======== Extrait choisi
Martin St‑Louis a encore une fois prouvé qu’il sait manier la salle de presse avec la même précision qu’un vestiaire.
En annonçant qu'il décidait d’envoyer Samuel Montembeault au Centre Bell, contre les Sénateurs d'Ottawa, dans ce qui ressemble de plus en plus à un guet-apens, St-Louis a manipulé les médias comme jamais.
Après l’avoir jeté dans la gueule du loup à Edmonton, dans un match back-to-back face à une machine offensive, Martin Saint-Louis remet ça. Il choisit volontairement de l’opposer aux Sénateurs dans une rivalité brûlante, au retour d’un long voyage dans l’Ouest, dans un match au potentiel explosif où la pression est maximale à la maison.
Pour plusieurs observateurs, il ne fait plus aucun doute que ce n’est plus le coach bienveillant Martin qui agit ici, mais bien le cruel Marty : celui qui élimine ses soldats les plus fragiles pour faire de la place à ceux qu’il juge plus dignes du combat.
En déclarant que « le jeu de Jakub Dobeš permet à Samuel de travailler sur ses affaires », l’entraîneur du Canadien a calmé tout le monde : les journalistes, les partisans, et même son propre gardien québécois.
================
======== Données fournies
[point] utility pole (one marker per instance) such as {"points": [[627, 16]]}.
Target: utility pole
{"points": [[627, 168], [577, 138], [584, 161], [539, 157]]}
================
→ **Exercice court 1**
Condensez en une seule phrase le paragraphe de l'extrait sur Martin St-Louis qui commence par « Après l'avoir jeté dans la gueule du loup », sans perdre ses faits principaux.
→ **Exercice court 2**
Reprenez la rédaction de l'extrait sur Martin St-Louis à la suite de sa dernière phrase.

→ **Bonne réponse 1**
Après l'avoir déjà exposé à Edmonton dans un match back-to-back contre une redoutable machine offensive, Martin Saint-Louis oppose de nouveau son gardien, volontairement, aux Sénateurs, dans une rivalité brûlante, au retour d'un long voyage dans l'Ouest, lors d'un match à domicile où la pression est maximale.

→ **Bonne réponse 2**
Mais derrière cette phrase faussement bienveillante se cache une réalité plus froide : Dobeš a pris le filet, et Montembeault, lui, ne le reverra peut‑être plus aussi souvent qu’il le croit.
Parce qu’il faut bien l’admettre : cette déclaration de St‑Louis, présentée comme une marque de confiance, ressemble plutôt à une mise à l’écart déguisée.
Il n’y a rien de rassurant dans le fait d’entendre qu’un gardien « travaille sur ses affaires ». Dans le langage de la LNH, c’est souvent un euphémisme pour dire : il n’est plus dans le plan immédiat. Et le pire, c’est que Montembeault, fidèle à lui‑même, a accueilli tout ça avec un sourire poli.
« Je ne regarde pas mes statistiques, je sais qu’elles ne sont pas bonnes ! », a‑t‑il lancé aux journalistes, presque en riant.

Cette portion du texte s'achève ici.